Task details →
The full listing is needed, transcribed word for word.

Provided entries →
>>>

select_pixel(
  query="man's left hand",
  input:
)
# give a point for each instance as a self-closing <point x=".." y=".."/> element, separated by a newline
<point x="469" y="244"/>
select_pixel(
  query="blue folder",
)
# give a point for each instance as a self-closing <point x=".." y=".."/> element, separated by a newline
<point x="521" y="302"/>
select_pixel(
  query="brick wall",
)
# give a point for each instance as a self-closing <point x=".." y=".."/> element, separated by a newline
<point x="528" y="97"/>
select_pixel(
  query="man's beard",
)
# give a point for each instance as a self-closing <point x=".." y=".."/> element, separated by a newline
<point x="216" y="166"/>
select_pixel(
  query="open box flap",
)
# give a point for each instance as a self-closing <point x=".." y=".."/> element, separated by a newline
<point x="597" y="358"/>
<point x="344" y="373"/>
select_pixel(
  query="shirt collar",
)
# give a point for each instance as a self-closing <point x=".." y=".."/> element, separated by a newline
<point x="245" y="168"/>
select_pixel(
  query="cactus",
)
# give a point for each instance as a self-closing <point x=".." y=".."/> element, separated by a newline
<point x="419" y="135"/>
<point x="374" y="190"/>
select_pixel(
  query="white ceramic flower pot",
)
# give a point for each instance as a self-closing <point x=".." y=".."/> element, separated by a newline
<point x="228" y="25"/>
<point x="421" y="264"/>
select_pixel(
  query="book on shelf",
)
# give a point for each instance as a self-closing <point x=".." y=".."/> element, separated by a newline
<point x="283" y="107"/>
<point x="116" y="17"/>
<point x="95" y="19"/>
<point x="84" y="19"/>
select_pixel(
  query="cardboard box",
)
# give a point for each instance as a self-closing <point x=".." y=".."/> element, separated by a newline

<<<

Written solution →
select_pixel(
  query="man's left hand",
  input:
)
# give a point for each instance as a self-closing <point x=".." y=".."/> element, separated by a newline
<point x="469" y="244"/>
select_pixel(
  query="blue folder",
)
# give a point for each instance as a self-closing <point x=".." y=".."/> element, separated by a newline
<point x="521" y="302"/>
select_pixel(
  query="brick wall",
)
# give a point for each instance as a self-closing <point x=".." y=".."/> element, separated by a newline
<point x="528" y="97"/>
select_pixel(
  query="man's beard",
)
# give a point for each instance as a self-closing <point x=".." y=".."/> element, separated by a newline
<point x="216" y="166"/>
select_pixel(
  query="open box flap",
)
# give a point for each instance as a self-closing <point x=".." y=".."/> element, separated by a newline
<point x="597" y="358"/>
<point x="344" y="373"/>
select_pixel(
  query="shirt collar",
)
# give a point for each instance as a self-closing <point x=".." y=".."/> element, separated by a newline
<point x="245" y="168"/>
select_pixel(
  query="cactus",
)
# give a point for each instance as a self-closing <point x=".." y=".."/> element, separated by a newline
<point x="419" y="135"/>
<point x="374" y="190"/>
select_pixel(
  query="white ceramic flower pot",
)
# give a point for each instance as a self-closing <point x=".." y=".."/> element, separated by a newline
<point x="228" y="25"/>
<point x="421" y="264"/>
select_pixel(
  query="book on shelf",
)
# give a point for each instance as a self-closing <point x=".." y=".."/> element, separated by a newline
<point x="283" y="107"/>
<point x="116" y="17"/>
<point x="95" y="19"/>
<point x="84" y="19"/>
select_pixel(
  query="cardboard box",
)
# give a point for each instance as a self-closing <point x=".." y=".."/> element, separated by a newline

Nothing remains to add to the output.